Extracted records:
>>>>
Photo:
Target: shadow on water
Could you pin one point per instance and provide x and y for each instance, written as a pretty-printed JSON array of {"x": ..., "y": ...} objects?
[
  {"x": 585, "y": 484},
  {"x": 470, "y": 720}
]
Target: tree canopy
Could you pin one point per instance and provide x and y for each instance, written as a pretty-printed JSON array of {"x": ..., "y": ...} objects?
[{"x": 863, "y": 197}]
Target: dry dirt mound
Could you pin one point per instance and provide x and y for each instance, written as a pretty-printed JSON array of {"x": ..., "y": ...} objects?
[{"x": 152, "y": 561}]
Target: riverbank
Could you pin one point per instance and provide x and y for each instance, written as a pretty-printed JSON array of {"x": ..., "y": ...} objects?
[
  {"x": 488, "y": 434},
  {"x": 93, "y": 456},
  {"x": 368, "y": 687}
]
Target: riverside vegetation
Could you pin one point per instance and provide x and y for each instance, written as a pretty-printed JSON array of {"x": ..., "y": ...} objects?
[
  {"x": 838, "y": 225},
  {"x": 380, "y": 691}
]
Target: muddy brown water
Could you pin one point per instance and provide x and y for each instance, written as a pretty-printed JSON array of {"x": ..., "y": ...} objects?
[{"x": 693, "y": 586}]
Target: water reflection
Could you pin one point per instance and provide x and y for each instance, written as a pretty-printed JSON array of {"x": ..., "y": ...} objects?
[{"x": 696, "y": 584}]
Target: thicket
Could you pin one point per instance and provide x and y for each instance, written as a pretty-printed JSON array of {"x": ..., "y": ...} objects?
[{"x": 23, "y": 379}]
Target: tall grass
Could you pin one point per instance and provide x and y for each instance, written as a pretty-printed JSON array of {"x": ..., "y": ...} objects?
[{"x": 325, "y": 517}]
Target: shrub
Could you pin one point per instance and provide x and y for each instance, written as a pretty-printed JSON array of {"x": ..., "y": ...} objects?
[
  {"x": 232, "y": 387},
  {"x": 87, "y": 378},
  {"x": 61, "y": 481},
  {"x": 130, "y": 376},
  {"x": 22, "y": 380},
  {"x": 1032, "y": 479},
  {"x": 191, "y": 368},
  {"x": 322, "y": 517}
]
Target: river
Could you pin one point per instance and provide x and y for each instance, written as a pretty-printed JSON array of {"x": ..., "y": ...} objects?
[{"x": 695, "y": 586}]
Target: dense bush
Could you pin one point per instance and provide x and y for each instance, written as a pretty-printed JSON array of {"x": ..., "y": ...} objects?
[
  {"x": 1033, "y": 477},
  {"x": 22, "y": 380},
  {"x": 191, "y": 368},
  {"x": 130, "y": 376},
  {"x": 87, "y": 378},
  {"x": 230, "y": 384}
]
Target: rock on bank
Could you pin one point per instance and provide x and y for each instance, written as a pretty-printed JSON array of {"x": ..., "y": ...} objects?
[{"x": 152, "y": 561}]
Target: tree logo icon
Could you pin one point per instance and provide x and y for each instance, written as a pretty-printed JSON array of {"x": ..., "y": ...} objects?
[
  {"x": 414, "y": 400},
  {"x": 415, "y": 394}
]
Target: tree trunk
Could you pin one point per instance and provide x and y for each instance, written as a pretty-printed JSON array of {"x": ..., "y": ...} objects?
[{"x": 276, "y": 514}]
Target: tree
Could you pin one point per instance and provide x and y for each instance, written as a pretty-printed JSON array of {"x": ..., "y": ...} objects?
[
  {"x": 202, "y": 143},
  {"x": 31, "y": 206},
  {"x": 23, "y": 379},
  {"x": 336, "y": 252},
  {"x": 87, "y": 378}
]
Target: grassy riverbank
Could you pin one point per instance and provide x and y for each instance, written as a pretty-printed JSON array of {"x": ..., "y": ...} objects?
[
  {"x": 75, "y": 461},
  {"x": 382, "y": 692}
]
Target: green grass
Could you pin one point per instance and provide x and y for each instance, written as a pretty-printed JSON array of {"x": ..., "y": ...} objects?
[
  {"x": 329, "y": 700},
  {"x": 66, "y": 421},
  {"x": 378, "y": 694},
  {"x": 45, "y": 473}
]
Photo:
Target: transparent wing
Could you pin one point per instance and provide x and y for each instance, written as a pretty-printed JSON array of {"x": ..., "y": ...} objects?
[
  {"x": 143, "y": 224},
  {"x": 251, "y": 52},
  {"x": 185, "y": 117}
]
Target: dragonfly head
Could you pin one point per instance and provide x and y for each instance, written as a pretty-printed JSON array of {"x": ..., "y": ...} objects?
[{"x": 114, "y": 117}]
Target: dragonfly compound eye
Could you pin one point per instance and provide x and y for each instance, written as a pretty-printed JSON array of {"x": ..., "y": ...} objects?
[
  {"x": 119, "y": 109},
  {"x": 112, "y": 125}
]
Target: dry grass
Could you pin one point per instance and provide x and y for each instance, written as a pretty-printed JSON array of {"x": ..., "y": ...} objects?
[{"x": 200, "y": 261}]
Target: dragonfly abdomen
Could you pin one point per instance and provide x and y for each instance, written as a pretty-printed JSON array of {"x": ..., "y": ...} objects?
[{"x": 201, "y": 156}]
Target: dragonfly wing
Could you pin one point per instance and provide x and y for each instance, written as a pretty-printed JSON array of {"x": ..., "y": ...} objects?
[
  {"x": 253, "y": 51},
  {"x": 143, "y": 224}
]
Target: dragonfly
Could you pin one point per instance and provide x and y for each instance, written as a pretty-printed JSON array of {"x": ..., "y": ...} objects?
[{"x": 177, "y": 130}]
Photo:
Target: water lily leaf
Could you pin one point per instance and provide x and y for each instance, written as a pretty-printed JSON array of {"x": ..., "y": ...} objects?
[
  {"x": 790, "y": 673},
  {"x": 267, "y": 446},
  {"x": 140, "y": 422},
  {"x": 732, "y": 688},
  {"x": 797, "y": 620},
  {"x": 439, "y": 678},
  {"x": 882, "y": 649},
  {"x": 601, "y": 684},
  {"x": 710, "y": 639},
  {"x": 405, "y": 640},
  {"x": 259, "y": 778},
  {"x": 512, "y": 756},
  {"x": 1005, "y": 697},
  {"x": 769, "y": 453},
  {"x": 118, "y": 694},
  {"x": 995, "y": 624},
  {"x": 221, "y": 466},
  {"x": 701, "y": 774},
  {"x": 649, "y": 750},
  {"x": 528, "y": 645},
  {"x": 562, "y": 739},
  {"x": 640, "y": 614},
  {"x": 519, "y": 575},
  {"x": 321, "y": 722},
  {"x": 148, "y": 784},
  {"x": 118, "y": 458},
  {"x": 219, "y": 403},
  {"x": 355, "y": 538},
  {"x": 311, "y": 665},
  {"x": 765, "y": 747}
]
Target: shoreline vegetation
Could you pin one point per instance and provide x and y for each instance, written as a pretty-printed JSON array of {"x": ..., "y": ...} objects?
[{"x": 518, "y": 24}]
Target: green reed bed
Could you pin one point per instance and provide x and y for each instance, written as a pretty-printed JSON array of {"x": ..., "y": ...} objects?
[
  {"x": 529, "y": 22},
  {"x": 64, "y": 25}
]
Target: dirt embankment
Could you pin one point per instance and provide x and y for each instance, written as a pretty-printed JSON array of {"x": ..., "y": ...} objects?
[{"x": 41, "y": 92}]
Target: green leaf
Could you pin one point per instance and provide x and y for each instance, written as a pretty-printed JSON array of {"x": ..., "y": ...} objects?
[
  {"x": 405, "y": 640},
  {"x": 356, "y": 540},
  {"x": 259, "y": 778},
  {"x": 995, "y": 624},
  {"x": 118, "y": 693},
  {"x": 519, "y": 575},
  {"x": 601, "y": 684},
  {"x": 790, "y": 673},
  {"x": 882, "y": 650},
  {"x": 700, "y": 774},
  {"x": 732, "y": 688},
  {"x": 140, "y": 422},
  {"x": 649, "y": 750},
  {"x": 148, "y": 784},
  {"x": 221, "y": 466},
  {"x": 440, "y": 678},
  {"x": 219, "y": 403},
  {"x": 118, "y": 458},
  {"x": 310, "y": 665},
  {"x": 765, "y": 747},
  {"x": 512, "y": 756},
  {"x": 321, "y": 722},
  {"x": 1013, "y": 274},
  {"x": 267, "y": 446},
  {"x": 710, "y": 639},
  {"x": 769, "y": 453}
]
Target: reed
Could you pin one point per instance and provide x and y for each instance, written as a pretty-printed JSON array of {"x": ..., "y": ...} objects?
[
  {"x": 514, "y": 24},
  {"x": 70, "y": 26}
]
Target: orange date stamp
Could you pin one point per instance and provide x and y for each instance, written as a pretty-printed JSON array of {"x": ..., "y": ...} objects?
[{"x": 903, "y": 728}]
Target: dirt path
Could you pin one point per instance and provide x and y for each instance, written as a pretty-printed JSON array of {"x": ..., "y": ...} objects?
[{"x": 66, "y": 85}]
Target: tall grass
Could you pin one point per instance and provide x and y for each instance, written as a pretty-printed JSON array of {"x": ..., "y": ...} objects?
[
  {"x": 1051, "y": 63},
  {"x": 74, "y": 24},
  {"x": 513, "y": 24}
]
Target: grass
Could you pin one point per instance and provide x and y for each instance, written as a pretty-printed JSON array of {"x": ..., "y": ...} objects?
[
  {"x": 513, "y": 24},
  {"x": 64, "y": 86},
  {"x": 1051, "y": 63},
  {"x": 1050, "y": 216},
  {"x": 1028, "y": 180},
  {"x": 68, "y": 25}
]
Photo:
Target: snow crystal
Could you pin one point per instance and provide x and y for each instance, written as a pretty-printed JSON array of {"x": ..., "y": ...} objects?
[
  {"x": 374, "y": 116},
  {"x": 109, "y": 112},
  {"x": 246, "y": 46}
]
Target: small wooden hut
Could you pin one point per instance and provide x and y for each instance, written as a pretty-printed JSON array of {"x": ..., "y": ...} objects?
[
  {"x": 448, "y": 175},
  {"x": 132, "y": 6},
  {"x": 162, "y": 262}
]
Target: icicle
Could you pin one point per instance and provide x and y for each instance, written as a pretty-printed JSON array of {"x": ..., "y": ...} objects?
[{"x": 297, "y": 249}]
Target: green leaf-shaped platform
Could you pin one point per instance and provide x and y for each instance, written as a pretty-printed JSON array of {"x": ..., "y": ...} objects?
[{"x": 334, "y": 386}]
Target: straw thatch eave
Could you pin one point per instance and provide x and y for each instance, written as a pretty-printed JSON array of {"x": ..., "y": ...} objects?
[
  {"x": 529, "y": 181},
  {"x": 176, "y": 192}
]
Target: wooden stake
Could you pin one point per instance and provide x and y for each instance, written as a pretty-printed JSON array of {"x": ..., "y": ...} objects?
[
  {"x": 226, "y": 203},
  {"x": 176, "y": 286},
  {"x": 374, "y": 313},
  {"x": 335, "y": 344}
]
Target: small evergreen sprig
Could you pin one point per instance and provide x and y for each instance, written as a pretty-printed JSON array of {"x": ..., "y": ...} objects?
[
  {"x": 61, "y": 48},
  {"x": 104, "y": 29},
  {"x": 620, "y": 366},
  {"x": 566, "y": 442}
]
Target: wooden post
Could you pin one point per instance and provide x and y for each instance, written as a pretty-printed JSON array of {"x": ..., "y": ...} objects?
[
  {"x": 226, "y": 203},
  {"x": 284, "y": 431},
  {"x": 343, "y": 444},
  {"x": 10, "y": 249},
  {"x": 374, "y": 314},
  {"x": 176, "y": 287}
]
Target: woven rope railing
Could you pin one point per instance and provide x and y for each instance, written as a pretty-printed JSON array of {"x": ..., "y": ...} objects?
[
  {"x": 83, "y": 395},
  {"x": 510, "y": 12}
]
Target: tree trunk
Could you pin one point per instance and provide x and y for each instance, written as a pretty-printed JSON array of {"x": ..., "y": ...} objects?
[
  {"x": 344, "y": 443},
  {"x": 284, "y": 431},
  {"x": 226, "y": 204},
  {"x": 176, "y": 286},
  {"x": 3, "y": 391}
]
<<<<
Take the line that contains "Target: straw thatch eave" and every line after it through the end of the listing above, and repeat them exactly.

Written response:
Target: straw thatch eave
Could you pin one point per instance and provide x and y for each instance, written as a pretty-printed JSON array of {"x": ..., "y": ...} objects?
[
  {"x": 529, "y": 181},
  {"x": 176, "y": 192}
]
Target: wooden stake
Could you pin one point per instance and provide x and y for each instance, written as a pretty-printed JSON array of {"x": ..., "y": ...} objects?
[
  {"x": 226, "y": 203},
  {"x": 176, "y": 286},
  {"x": 374, "y": 313},
  {"x": 335, "y": 344}
]
Target: small evergreen sprig
Could you pin one point per instance and provide x and y for each instance, written as a pretty-printed JSON array of {"x": ..., "y": ...} objects?
[
  {"x": 61, "y": 48},
  {"x": 104, "y": 29},
  {"x": 620, "y": 366},
  {"x": 566, "y": 442}
]
Target: wooden post
Could you pin one point per instance and provide x and y for each instance, written as a pretty-printed JSON array of {"x": ..., "y": ...} objects?
[
  {"x": 226, "y": 203},
  {"x": 284, "y": 431},
  {"x": 343, "y": 444},
  {"x": 10, "y": 249},
  {"x": 374, "y": 314},
  {"x": 176, "y": 287}
]
Target: woven rope railing
Could you pin one point per instance and provide x and y for each instance, written as a pretty-printed JSON array of {"x": ..., "y": ...} objects?
[
  {"x": 83, "y": 395},
  {"x": 510, "y": 12}
]
Target: tree trunk
Could you pin one point per instance and provide x and y for each instance, written as a pretty-printed JSON array of {"x": ..., "y": ...} objects?
[
  {"x": 344, "y": 443},
  {"x": 284, "y": 431},
  {"x": 226, "y": 204},
  {"x": 176, "y": 286},
  {"x": 3, "y": 391}
]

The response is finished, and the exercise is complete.